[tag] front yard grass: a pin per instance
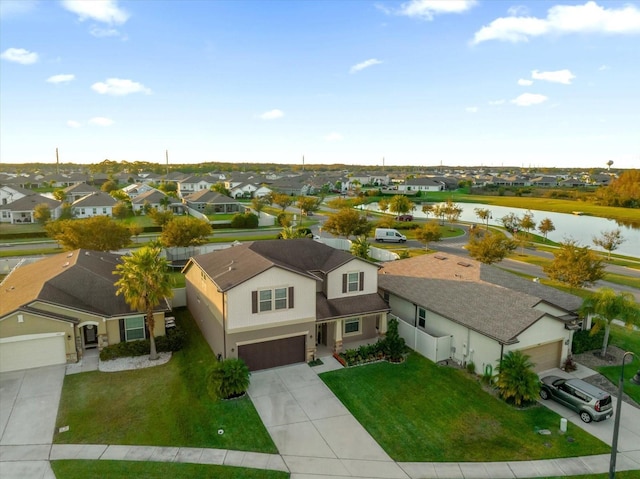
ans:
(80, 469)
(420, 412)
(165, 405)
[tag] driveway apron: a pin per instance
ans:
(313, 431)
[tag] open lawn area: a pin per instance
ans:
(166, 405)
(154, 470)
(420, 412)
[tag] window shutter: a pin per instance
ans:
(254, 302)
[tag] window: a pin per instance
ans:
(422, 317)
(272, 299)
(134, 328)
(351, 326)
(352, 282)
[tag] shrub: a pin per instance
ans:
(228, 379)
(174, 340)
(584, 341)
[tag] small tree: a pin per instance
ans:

--*--

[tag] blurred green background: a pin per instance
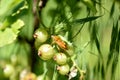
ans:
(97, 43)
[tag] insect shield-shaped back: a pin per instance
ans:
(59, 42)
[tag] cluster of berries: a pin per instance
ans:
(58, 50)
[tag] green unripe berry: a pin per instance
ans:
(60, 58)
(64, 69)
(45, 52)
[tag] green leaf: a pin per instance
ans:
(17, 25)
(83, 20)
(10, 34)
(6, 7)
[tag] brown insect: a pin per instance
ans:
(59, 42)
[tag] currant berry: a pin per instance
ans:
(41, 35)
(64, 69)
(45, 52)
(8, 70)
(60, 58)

--*--

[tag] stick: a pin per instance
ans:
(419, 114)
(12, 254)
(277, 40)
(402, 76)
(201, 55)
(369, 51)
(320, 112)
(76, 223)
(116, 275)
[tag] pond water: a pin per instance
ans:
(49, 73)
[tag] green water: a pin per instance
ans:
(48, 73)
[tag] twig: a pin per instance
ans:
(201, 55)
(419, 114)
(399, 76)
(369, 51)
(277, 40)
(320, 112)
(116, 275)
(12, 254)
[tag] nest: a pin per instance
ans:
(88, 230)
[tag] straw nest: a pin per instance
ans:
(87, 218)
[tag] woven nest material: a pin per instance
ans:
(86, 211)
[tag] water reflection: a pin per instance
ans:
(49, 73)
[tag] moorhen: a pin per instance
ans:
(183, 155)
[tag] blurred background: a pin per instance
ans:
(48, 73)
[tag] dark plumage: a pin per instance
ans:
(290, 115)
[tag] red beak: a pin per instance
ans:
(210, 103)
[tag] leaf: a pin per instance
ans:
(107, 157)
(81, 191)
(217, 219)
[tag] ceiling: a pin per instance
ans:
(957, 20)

--*--

# Task directions
Pull out every line of the entries above that contains the string "blurred", matching case exactly.

# Correct response
[tag] blurred green background: a pin per instance
[tag] blurred background: a pin per instance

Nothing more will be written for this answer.